What the exercise asks: I would like every line of the records below that contains the word "window" copied.

****************

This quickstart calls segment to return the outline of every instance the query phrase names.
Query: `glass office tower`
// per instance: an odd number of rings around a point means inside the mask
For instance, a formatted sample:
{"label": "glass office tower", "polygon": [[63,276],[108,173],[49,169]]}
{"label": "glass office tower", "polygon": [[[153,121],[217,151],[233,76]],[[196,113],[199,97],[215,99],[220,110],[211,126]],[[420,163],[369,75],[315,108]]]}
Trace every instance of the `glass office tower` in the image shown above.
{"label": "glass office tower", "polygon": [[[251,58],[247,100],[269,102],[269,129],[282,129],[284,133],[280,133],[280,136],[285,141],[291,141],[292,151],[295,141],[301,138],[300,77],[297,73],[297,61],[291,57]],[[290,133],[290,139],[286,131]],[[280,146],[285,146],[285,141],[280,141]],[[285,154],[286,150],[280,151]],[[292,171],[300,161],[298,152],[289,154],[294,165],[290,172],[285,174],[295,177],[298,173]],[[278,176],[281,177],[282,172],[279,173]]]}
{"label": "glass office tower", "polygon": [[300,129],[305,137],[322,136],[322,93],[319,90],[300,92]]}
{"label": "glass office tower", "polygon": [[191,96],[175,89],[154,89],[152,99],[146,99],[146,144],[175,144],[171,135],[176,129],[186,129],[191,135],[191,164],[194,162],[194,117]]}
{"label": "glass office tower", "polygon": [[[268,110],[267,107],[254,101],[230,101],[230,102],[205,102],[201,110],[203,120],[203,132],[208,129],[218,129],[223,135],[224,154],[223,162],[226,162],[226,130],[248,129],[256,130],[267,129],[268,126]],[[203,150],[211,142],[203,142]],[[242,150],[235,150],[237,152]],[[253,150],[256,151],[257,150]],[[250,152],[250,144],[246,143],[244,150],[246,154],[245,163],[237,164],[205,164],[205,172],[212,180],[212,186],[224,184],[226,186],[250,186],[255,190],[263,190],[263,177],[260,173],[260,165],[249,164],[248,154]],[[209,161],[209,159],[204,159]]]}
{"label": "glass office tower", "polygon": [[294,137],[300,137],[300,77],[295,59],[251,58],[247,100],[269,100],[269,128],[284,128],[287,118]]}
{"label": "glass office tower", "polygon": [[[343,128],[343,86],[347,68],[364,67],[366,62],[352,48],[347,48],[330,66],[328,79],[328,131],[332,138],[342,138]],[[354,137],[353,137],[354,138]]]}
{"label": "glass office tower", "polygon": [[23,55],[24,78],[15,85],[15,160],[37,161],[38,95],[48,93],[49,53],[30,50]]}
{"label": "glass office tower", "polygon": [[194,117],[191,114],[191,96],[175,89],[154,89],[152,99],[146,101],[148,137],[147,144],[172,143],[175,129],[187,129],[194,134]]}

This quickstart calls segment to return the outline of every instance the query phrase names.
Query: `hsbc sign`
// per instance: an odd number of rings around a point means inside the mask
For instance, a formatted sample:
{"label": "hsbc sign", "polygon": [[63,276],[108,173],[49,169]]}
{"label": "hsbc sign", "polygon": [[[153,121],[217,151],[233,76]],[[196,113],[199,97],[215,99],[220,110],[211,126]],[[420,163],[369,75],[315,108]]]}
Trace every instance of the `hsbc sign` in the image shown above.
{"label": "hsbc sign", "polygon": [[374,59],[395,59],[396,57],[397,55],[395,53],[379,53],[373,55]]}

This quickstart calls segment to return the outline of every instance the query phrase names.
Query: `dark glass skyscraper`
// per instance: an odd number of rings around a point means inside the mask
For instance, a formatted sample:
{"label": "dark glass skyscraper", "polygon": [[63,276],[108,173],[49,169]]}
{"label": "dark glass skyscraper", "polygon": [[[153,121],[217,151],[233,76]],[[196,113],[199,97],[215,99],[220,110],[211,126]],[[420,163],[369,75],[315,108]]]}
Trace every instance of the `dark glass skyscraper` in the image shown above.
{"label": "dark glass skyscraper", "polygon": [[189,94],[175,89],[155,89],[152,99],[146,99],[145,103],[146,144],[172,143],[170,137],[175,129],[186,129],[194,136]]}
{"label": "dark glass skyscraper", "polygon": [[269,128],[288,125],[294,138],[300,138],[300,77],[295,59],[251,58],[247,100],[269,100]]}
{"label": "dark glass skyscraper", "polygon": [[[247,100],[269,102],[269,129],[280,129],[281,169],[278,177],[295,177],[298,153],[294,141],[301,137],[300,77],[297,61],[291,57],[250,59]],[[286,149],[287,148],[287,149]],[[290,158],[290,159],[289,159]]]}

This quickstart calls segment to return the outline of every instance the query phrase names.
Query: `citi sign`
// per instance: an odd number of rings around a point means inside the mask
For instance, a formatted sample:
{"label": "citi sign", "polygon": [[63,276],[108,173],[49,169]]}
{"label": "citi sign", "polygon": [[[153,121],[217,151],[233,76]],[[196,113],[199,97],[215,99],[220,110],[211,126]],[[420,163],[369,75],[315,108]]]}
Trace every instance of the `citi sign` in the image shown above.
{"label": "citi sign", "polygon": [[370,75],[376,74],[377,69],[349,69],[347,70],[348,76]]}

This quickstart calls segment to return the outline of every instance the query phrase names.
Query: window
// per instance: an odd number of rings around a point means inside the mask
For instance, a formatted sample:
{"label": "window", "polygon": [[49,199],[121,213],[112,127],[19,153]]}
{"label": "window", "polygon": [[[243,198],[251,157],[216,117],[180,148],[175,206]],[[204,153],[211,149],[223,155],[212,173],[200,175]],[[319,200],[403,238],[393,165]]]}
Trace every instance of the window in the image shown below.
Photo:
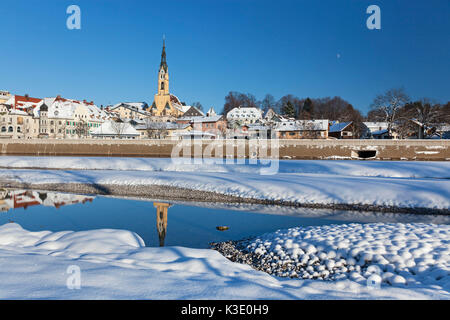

****************

Response to the exercise:
Query: window
{"label": "window", "polygon": [[49,199],[121,213],[112,127],[19,153]]}
{"label": "window", "polygon": [[[243,198],[251,157],[216,117],[180,148],[175,206]],[[204,153],[211,149],[223,155],[212,173],[200,175]],[[319,200],[403,238],[393,165]]]}
Trace every instance of the window in the image shown below.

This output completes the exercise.